- [EXTRACT]
>> begin
Former missionaries, the Seiters came to the DRC to do the measles Initiative in Lubumbashi . They planned on a Safari in Kenya on their way home. They invited us to go with them and since we had been told we could take one to two weeks off during the holidays we decided to take the opportunity and go with them. The Thomases came also which gave us a a fun group to be with. The Public Relations missionaries in Nairobi set up the Safari for us and arranged for us to stay with missionaries while we were in Nairobi.
We flew out of Kinshasa on the 31st to Nairobi.

At the Kinshasa airport the Thomases were stopped by officials because they didn’t have the proper visa. Apparently you have to have an exit visa and a reentry visa. Farrell ended up asking the agent for a solution and he said it could be arranged. The Thomases paid $100 to the agent and he “prepared the terraine” and got them on the plane with a promise to meet them when they returned to “prepare the terraine” when they wanted to reenter. We had such a visa since we had been traveling to Brazzaville on a regular basis.

We were met by the Sudweeks at the airport with a returned missionary from Kinshasa, Tierry, who was our transport and guide for part of our journey.
>> end
- [RECORDS]
>> begin
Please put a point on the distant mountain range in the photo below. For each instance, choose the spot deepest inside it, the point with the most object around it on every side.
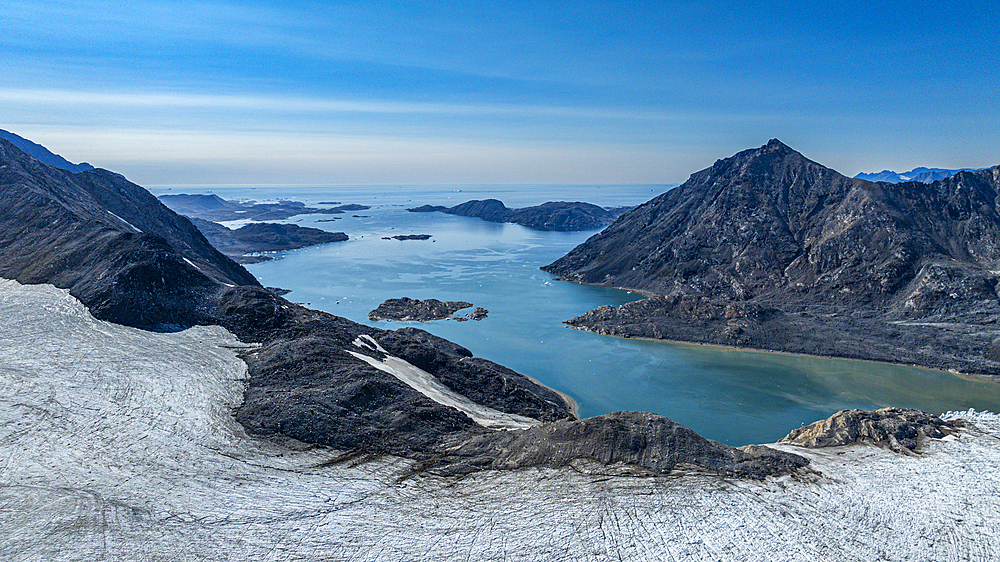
(923, 175)
(42, 154)
(315, 377)
(554, 215)
(770, 250)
>> end
- [DIRECTIVE 1] In the travel account, how much did the Thomases pay the agent at the Kinshasa airport?
- [DIRECTIVE 2] Translate this sentence from the travel account into French: "We flew out of Kinshasa on the 31st to Nairobi."

- [OUTPUT 1] $100

- [OUTPUT 2] Nous avons quitté Kinshasa en avion le 31 à destination de Nairobi.